* [EXCERPTED PASSAGE]
The AFI's 100 Years… series was a series of annual lists from 1998 to 2008 by the American Film Institute—typically accompanied by CBS television specials—celebrating the century of American cinema.

As a centennial celebration of cinematic milestones, the series intended to inspire discussion and public interest in classical Hollywood cinema. As such, each list only included feature-length American films that were typically released before 2005. AFI defined "American film" as an "English language motion picture with significant creative and/or financial production elements from the United States;" and "feature-length film" as a "motion picture of narrative format that is typically over 60 minutes in length."

To determine the composition of these lists, the names of a few hundred nominated films were listed on ballots that AFI would distribute to a jury of over 1,000 leaders in the creative industry, including film artists (directors, screenwriters, actors, editors, cinematographers), critics, and historians.

Lists of the series 
 1998: AFI's 100 Years...100 Movies — top "greatest American films of all time"
 1999: AFI's 100 Years...100 Stars — the 50 greatest American "screen legends" of all time (25 women and 25 men)
AFI defined an “American screen legend” as "an actor or a team of actors with a significant screen presence in American feature-length films whose screen debut occurred in or before 1950, or whose screen debut occurred after 1950 but whose death has marked a completed body of work."
 2000: AFI's 100 Years...100 Laughs — funniest American films
While not specific to any genre, this list generally centered on comedies, including such sub-genres as satire, screwball, slapstick, action comedy, black comedy, musical comedy, romantic comedy, and comedy of manners.
 2001: AFI's 100 Years...100 Thrills — most 'thrilling' American films
This list was not specific to any genre, focussing instead on the total "adrenaline-inducing impact" of a film, engaging both the audience's bodies and minds.
 2002: AFI's 100 Years...100 Passions — the "greatest love stories of all time"
Though not specific to the romance genre, this list concerned films with "a romantic bond between two or more characters, whose actions and/or intentions provide the heart of the film’s narrative."
 2003: AFI's 100 Years...100 Heroes & Villains — the top American film heroes and villains of all time (50 each)
A "hero" was defined as "a character(s) who prevails in extreme circumstances and dramatizes a sense of morality, courage and purpose." A “villain” was defined as "a character(s) whose wickedness of mind, selfishness of character and will to power are sometimes masked by beauty and nobility, while others may rage unmasked."

* [PROMPT] In the passage on the AFI's 100 Years series, which year's list counted the greatest love stories of all time?

* [INFORMATION GIVEN]
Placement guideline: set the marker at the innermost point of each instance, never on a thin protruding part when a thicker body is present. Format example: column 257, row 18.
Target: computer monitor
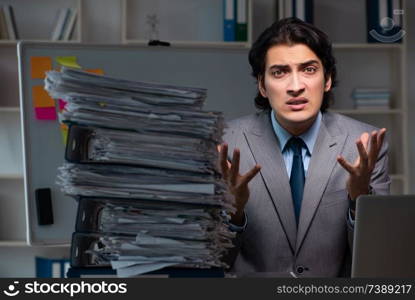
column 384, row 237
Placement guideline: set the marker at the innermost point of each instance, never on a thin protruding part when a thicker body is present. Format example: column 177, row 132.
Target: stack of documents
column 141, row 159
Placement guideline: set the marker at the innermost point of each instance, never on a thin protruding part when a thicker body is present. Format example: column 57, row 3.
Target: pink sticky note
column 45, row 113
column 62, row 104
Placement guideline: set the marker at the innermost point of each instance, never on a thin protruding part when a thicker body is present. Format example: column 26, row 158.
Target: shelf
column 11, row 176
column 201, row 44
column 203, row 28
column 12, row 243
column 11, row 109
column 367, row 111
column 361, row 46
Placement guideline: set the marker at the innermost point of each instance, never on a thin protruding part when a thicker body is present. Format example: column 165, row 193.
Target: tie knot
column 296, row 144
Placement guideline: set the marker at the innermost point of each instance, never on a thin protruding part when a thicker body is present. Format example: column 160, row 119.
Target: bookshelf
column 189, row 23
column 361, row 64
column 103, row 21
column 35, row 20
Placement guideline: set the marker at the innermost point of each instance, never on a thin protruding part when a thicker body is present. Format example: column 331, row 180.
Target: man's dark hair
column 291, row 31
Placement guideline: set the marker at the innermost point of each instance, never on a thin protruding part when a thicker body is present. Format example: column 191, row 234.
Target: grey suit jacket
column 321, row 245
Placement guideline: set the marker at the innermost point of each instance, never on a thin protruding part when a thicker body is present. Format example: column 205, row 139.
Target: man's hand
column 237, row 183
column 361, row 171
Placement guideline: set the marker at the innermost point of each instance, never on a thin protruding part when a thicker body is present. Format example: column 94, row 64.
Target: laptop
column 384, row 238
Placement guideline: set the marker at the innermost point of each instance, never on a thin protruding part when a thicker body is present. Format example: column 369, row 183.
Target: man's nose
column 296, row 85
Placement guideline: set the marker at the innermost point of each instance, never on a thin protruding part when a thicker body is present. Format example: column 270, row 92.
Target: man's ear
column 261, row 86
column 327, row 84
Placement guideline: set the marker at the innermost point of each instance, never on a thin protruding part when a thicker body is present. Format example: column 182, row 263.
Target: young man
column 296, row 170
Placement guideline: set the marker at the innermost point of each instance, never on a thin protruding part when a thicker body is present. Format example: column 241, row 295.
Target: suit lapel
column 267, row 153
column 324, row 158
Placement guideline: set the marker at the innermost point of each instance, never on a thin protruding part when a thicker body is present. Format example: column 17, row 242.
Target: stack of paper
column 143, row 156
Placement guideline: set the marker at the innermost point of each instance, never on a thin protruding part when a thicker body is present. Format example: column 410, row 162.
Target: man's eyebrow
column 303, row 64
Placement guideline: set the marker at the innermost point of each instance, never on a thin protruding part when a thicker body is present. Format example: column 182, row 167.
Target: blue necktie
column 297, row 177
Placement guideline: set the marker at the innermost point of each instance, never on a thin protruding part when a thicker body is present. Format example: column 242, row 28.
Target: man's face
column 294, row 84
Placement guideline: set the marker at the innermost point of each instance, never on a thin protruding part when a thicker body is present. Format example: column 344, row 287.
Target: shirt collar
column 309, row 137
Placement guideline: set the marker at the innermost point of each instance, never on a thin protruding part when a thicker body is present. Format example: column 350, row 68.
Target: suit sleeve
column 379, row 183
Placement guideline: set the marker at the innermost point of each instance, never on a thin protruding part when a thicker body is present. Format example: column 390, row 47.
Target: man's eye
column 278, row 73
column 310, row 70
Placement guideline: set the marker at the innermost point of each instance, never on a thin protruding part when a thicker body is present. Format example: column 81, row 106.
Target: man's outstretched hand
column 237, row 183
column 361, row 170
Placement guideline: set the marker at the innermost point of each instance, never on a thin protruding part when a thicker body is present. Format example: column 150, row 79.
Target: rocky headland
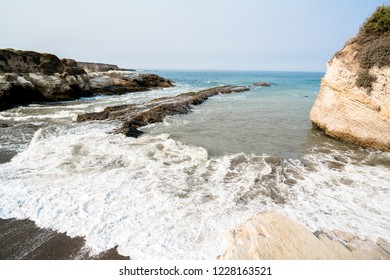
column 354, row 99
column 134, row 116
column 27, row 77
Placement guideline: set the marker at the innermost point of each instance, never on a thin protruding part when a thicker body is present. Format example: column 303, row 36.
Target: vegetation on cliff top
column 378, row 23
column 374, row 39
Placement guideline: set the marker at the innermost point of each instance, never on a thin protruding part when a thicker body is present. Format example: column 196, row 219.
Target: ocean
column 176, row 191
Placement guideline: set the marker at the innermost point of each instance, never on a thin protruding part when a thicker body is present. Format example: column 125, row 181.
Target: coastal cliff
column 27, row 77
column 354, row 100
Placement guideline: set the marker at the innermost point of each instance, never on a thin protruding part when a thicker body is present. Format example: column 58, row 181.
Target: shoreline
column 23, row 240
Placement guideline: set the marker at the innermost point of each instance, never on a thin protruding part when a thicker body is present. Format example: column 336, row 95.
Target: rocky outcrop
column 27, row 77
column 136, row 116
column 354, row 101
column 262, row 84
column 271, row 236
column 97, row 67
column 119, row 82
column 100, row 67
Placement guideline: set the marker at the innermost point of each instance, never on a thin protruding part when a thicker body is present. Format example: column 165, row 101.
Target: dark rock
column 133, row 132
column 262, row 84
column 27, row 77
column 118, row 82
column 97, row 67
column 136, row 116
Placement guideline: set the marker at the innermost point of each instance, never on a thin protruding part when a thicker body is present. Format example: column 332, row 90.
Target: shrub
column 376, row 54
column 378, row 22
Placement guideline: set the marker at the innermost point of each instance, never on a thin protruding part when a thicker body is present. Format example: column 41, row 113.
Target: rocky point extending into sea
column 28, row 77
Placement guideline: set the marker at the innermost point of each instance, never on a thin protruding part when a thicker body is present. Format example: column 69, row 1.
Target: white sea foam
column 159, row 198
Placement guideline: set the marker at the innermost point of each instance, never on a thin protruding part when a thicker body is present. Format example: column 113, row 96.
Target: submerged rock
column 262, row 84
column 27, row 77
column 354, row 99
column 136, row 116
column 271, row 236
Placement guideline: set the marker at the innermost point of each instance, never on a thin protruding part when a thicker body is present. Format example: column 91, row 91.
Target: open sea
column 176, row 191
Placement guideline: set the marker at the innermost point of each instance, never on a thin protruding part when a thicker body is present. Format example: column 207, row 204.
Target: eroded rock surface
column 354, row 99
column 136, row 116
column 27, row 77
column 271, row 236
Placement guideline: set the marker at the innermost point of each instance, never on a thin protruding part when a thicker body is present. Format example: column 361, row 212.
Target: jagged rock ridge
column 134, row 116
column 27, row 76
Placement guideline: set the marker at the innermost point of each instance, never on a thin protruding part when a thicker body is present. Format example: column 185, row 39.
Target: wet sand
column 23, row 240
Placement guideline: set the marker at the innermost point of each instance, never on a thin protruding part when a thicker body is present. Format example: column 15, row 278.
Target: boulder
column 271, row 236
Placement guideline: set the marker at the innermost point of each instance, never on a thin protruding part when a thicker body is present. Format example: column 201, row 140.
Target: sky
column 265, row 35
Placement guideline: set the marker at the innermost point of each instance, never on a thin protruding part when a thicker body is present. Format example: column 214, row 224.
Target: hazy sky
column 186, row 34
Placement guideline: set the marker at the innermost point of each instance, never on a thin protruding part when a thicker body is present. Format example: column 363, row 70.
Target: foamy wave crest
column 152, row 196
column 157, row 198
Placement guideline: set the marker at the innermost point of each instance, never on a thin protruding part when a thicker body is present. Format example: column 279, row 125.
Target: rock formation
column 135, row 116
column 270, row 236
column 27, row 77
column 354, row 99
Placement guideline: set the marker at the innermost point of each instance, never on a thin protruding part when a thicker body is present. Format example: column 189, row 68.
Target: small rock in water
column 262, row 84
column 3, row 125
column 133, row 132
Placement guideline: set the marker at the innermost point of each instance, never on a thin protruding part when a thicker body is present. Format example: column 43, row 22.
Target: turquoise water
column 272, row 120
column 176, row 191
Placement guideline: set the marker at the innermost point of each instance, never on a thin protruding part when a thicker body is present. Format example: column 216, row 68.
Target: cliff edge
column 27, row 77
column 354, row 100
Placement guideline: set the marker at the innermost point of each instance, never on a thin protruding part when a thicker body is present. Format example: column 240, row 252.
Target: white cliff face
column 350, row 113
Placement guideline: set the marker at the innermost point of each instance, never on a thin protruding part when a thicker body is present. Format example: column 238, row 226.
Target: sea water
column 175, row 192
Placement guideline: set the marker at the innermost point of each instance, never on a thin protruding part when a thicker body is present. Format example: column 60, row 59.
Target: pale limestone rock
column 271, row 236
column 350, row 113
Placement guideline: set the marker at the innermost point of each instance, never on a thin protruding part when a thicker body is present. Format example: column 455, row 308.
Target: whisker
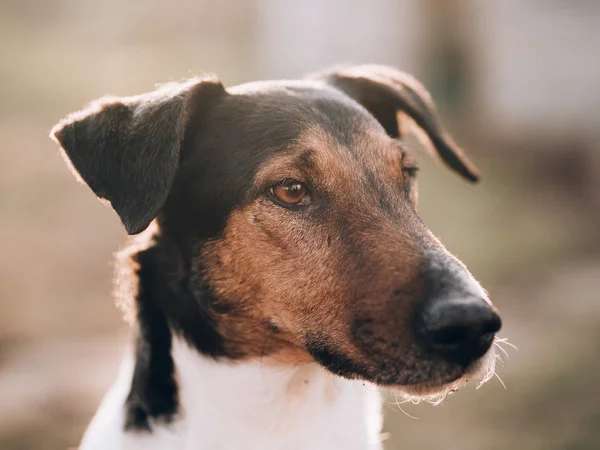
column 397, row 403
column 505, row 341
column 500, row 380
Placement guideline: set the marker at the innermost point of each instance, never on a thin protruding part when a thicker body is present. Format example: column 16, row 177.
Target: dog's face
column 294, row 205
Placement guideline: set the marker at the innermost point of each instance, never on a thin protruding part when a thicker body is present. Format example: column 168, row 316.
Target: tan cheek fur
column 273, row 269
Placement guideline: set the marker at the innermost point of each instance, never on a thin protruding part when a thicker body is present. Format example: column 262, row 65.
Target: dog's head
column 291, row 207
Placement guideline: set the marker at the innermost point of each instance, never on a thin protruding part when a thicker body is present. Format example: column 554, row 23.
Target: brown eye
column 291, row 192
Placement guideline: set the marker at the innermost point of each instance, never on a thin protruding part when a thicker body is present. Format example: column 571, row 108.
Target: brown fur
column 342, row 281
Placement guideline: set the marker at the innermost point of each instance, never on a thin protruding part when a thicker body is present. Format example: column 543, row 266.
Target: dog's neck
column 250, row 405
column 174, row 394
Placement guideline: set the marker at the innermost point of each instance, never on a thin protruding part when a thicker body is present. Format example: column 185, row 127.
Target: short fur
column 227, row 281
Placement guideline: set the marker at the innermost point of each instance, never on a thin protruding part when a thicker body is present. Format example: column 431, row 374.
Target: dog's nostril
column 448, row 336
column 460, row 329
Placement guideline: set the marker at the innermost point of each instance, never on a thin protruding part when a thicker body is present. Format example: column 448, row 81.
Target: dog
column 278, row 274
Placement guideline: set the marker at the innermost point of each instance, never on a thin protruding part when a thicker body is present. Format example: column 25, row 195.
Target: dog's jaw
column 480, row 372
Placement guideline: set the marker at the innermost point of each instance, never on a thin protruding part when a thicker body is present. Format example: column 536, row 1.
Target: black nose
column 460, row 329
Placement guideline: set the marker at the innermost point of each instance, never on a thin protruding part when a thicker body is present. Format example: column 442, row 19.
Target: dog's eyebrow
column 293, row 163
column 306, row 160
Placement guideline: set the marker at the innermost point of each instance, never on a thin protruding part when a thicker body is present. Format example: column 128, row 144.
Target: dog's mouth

* [FULL ANSWER] 2002